Given task:
Please put the material into a JSON list of strings, one string per line with blank lines left out, starting at its first line and ending at the line that contains "[(292, 319), (555, 338)]", both ends included.

Records to process:
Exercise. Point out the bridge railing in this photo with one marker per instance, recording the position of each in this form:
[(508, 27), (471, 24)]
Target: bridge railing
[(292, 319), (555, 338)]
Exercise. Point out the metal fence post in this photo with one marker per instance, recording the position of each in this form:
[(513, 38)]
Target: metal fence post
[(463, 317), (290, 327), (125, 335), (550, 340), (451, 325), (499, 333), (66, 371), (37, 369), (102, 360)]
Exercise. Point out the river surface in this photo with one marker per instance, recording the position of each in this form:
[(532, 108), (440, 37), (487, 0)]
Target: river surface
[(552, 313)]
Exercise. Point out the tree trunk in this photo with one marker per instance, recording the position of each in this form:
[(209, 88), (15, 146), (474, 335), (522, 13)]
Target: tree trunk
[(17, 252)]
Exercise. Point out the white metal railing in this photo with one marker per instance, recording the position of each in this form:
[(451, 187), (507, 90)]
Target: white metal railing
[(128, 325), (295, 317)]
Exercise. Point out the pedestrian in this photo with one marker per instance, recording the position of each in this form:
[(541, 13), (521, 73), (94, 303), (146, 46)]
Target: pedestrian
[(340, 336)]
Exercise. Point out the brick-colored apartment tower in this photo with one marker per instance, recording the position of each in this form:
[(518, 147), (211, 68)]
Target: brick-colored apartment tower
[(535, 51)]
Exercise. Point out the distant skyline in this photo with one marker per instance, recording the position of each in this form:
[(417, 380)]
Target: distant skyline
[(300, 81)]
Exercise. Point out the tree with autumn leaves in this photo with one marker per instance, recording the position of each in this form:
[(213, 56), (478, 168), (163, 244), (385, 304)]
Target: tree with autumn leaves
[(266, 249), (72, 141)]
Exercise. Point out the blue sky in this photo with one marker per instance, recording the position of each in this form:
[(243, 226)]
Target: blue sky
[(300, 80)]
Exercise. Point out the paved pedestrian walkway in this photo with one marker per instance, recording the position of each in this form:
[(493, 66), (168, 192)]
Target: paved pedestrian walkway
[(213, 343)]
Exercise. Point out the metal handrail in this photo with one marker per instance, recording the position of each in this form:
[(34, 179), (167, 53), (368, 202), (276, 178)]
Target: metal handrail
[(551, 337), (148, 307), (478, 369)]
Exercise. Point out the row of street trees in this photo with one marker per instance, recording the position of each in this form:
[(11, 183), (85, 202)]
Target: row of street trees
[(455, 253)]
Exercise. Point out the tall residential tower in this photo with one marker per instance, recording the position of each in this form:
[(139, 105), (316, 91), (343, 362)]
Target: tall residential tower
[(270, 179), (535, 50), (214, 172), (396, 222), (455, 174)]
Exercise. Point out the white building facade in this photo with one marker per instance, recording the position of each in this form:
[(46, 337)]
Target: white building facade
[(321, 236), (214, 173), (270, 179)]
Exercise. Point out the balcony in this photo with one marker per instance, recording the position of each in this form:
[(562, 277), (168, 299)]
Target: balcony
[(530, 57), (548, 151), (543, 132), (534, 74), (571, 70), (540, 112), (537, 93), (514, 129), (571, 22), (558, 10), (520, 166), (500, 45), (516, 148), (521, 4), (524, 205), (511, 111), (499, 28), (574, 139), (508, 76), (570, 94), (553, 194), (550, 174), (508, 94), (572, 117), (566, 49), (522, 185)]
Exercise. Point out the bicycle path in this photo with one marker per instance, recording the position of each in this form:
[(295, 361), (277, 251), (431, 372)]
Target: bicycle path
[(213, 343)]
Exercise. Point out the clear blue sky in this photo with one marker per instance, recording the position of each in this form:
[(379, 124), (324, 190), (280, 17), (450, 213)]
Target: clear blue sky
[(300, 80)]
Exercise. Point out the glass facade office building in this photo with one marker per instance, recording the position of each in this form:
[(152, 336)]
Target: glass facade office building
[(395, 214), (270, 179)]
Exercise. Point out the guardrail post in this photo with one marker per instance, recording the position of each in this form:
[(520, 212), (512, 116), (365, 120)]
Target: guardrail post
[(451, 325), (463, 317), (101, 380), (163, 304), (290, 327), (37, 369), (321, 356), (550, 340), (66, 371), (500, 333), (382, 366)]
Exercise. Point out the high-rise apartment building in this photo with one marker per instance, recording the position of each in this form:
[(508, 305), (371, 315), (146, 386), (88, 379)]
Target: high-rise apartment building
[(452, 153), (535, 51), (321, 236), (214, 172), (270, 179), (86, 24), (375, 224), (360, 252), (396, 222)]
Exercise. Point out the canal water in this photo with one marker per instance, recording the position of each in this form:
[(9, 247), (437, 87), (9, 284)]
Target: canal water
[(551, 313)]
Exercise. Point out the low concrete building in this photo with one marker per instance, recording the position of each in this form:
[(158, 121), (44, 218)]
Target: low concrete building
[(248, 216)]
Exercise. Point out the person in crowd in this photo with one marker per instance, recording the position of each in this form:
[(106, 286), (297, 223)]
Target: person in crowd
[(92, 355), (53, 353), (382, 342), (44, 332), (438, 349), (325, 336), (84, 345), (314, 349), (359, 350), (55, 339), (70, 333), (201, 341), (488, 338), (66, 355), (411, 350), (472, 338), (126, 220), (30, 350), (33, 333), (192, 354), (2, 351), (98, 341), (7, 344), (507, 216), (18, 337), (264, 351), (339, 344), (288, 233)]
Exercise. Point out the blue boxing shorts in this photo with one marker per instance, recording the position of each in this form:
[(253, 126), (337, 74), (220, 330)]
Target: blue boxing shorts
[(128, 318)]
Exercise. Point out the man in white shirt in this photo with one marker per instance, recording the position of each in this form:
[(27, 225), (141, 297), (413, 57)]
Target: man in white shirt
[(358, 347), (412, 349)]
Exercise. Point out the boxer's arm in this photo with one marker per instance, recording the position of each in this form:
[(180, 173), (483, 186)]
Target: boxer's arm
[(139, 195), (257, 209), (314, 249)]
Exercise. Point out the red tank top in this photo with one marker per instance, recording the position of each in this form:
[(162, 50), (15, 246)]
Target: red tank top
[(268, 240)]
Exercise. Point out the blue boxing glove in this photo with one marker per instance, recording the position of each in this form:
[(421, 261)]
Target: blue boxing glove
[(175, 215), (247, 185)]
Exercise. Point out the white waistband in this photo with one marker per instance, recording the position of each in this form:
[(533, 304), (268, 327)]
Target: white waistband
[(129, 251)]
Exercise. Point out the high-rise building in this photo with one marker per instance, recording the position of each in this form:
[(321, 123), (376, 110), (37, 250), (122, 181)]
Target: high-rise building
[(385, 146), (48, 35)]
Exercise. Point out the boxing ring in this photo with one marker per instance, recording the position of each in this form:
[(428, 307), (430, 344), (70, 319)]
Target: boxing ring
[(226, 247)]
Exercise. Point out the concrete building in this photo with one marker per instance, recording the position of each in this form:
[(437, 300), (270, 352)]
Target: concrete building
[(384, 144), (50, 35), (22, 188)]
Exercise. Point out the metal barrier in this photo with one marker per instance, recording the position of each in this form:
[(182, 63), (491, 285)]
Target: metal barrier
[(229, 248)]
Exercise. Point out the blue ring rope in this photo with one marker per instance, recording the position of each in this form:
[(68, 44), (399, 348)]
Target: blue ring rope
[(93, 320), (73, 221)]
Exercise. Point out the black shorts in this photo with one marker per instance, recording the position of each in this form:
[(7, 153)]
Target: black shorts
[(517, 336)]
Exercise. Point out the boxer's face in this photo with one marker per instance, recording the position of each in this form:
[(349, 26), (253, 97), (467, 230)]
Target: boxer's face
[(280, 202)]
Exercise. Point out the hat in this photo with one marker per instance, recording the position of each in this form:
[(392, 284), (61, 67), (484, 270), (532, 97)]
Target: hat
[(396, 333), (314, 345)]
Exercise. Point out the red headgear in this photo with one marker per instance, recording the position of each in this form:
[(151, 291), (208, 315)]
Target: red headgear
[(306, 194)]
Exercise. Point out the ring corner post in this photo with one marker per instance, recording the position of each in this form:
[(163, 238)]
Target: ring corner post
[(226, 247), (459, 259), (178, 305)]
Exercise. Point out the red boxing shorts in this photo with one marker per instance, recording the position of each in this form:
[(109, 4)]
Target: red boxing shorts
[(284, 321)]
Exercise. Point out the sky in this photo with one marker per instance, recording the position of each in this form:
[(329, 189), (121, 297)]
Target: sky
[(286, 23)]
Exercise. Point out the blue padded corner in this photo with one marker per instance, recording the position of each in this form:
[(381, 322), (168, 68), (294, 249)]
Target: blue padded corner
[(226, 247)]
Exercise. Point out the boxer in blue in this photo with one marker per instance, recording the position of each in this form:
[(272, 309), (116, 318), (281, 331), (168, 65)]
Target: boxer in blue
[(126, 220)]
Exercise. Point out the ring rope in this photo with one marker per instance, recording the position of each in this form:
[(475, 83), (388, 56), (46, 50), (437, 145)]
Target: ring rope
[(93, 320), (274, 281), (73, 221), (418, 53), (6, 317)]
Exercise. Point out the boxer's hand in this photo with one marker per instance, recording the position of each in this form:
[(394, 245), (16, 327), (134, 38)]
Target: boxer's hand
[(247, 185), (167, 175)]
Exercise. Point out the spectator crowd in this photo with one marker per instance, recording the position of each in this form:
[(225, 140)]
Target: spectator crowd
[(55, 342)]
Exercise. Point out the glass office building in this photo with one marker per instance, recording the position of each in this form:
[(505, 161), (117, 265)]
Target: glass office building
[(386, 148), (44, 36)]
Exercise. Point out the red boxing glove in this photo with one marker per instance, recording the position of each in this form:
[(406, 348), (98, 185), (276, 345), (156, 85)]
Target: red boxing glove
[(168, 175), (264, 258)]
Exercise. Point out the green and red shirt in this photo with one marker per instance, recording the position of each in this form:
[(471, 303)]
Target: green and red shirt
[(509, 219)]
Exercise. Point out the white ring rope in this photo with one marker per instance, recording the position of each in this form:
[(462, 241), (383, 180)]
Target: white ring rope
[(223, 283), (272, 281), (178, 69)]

Reply:
[
  "Exercise. Point out the bridge railing in this photo with one marker per instance, recording the position of each in this form:",
  "[(508, 27), (471, 24)]",
  "Target: bridge railing",
  "[(292, 319), (555, 338)]"
]